#### What you will do:
Your answer should hold exactly the lines from the one containing "Place one keypoint on each instance of the dark" through the end of the material, and no others.

#### Records for this exercise:
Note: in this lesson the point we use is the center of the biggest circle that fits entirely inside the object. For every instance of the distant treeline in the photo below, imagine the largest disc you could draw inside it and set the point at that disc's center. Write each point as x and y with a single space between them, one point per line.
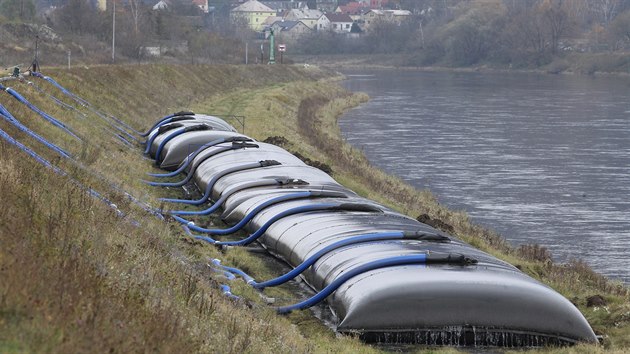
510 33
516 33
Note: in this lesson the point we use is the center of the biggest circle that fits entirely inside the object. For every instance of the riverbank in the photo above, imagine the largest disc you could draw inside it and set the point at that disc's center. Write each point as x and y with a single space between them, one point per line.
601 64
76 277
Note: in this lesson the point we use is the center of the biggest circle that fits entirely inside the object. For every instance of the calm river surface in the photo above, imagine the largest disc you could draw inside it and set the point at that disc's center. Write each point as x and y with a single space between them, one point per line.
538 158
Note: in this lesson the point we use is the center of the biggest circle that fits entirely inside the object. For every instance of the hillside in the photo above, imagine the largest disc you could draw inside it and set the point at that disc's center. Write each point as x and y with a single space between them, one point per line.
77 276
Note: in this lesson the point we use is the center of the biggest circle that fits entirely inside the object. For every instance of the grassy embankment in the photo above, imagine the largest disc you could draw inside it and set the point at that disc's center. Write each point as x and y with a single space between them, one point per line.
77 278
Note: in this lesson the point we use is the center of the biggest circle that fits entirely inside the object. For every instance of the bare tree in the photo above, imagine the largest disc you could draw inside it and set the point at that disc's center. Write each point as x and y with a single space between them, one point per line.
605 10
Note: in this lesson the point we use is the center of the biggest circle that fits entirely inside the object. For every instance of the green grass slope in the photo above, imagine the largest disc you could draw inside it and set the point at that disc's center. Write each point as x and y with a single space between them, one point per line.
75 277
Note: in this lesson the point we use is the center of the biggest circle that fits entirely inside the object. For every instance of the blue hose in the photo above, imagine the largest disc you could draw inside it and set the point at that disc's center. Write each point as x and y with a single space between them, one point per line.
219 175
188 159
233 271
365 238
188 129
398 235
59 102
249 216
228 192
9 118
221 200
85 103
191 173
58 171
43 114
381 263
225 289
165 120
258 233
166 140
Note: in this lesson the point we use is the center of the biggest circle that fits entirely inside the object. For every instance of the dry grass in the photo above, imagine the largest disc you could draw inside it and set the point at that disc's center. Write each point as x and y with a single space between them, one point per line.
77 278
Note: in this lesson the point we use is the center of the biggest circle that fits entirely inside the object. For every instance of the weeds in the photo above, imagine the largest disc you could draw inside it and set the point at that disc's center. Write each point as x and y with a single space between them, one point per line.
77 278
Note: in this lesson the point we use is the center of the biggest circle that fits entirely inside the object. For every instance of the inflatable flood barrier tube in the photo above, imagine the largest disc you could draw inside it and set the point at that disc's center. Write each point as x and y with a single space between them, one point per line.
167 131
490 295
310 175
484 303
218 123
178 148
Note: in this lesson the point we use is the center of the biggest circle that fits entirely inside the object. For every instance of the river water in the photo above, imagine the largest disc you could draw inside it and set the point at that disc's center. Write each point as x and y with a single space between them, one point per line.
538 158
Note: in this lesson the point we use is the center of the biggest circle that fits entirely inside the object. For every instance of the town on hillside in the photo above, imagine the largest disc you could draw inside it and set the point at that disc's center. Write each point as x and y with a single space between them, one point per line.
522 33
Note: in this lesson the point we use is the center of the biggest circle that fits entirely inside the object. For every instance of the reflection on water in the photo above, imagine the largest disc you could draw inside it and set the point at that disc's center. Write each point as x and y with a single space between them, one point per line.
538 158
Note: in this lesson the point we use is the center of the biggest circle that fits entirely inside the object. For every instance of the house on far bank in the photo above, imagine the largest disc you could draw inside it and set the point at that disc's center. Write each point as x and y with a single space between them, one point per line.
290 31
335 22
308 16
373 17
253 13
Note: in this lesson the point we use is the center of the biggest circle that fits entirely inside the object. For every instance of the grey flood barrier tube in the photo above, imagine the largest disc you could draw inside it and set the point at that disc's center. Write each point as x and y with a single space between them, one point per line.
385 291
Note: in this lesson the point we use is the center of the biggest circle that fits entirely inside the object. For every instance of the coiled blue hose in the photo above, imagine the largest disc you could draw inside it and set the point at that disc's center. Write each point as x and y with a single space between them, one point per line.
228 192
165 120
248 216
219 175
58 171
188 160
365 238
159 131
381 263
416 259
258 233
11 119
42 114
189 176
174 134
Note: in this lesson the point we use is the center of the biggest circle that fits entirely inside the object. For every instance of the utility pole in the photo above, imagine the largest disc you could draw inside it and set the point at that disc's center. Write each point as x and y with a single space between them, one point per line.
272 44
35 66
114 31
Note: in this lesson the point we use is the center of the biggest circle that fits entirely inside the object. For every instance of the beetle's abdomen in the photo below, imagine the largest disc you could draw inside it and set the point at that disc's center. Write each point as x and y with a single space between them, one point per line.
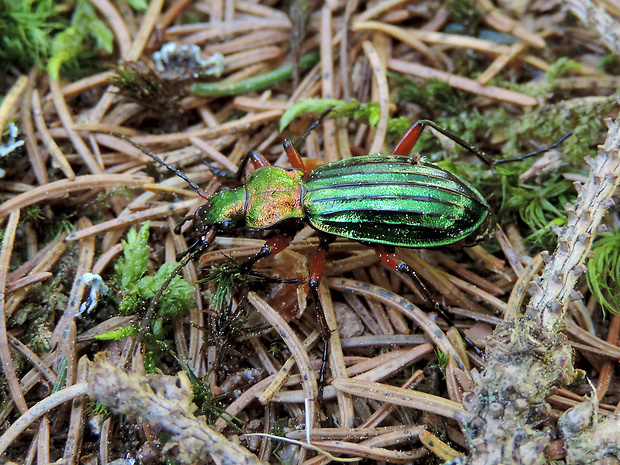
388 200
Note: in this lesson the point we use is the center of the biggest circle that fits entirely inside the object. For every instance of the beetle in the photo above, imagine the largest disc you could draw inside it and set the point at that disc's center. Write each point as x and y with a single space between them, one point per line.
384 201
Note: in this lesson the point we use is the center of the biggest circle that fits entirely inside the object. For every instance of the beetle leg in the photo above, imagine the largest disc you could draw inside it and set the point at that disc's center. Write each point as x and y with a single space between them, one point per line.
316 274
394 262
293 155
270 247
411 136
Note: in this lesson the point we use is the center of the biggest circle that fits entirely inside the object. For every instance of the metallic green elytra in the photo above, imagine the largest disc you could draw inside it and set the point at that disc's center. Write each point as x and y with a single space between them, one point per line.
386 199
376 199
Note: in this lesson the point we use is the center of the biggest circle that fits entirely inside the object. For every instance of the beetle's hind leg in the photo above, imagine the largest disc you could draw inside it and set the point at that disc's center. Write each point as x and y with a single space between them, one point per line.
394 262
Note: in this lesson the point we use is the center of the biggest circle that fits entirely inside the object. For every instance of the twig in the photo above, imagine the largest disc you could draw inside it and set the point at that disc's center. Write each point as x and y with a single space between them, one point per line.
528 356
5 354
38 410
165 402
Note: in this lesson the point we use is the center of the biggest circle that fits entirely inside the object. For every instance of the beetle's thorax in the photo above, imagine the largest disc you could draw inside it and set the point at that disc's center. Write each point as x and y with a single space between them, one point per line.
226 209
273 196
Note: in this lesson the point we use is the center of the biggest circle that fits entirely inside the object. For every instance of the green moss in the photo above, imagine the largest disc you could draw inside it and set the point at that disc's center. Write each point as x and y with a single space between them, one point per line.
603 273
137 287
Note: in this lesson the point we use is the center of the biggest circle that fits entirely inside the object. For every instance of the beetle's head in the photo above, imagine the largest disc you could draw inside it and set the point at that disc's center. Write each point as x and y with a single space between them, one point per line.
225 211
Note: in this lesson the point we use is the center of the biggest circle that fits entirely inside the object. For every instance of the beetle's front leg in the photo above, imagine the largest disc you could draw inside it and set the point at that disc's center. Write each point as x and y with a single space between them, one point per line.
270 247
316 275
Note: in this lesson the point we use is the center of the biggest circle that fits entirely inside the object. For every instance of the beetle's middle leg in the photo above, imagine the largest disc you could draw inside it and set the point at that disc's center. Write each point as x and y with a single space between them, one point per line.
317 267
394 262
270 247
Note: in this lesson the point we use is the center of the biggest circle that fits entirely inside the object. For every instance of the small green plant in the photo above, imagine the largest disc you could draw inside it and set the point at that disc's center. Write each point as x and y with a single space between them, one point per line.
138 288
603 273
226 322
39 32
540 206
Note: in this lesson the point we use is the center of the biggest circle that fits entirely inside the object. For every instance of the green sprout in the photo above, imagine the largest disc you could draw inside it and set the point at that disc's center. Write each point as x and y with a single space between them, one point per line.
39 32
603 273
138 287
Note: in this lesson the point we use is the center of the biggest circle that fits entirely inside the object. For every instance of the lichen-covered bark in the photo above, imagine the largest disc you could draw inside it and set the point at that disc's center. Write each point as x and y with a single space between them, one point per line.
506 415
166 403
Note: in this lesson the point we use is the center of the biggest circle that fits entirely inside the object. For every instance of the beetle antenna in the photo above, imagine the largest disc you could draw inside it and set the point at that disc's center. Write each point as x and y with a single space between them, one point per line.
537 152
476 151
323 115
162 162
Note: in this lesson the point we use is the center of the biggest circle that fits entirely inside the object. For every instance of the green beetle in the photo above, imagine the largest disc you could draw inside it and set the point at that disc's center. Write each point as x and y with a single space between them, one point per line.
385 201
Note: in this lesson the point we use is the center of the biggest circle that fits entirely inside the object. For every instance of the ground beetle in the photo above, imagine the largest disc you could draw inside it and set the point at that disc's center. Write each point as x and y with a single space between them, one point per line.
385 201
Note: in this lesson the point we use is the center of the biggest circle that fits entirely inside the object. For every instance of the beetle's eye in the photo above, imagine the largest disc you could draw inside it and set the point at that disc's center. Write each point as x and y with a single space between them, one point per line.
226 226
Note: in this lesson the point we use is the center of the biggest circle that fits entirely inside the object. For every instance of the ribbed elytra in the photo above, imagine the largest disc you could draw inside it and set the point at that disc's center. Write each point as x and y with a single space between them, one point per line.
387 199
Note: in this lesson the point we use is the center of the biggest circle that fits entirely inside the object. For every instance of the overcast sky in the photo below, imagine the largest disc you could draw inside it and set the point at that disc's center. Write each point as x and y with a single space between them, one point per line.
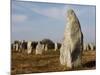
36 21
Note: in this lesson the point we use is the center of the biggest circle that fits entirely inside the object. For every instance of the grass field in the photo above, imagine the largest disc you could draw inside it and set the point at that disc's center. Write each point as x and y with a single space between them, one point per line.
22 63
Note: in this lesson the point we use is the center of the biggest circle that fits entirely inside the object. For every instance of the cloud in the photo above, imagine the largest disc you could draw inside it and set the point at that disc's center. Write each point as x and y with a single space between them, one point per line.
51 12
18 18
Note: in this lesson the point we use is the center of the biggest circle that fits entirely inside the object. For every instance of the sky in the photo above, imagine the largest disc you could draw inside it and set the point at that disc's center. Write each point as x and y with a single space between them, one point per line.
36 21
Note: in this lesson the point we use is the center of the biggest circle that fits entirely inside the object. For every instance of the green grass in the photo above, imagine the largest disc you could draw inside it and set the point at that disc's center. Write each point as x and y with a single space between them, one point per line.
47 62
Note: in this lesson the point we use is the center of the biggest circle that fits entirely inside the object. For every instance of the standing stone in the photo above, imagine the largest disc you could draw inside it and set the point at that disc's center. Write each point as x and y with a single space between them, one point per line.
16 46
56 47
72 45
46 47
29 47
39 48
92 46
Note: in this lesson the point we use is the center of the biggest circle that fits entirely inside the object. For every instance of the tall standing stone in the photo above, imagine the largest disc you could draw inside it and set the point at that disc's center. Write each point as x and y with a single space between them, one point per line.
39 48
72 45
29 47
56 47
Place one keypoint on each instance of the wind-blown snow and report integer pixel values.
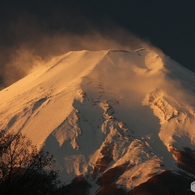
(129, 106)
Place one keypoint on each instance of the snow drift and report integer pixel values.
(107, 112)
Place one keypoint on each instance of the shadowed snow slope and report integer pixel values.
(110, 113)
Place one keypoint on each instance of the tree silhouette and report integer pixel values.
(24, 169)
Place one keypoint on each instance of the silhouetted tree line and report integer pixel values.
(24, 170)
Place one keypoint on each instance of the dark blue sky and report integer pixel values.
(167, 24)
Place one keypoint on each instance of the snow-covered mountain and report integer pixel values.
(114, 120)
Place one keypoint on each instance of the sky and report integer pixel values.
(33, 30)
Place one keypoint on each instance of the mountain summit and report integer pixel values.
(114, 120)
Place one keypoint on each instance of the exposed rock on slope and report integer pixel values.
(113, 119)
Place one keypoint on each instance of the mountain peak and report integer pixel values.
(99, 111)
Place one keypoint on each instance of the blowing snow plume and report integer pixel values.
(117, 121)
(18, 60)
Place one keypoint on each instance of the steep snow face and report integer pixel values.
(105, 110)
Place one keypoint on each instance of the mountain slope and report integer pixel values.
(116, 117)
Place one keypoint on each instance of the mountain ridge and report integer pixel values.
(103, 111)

#### Response:
Place one keypoint on each instance of the dark blue sky and report integer pixel values.
(167, 24)
Place one keypoint on each instance of the snow-covered mountain and report integer pixel values.
(114, 120)
Place one keypoint on each instance of the sky and report integer pixel values.
(33, 30)
Place one keypoint on each instance of the mountain summit and report integer pixel values.
(114, 120)
Place one keypoint on each instance of the exposed rock on slope and report integer pixel values.
(113, 119)
Place one keypoint on each instance of the mountain peak and report integer pixel values.
(99, 111)
Place one keypoint on each instance of the blowing snow plume and report integer pixel values.
(117, 121)
(18, 60)
Place one keypoint on each instance of the steep snow face and report integer pixel values.
(105, 110)
Place one keypoint on each instance of the mountain slope and report integer pixel values.
(116, 117)
Place one keypoint on each instance of the mountain ridge and report integer pixel values.
(103, 111)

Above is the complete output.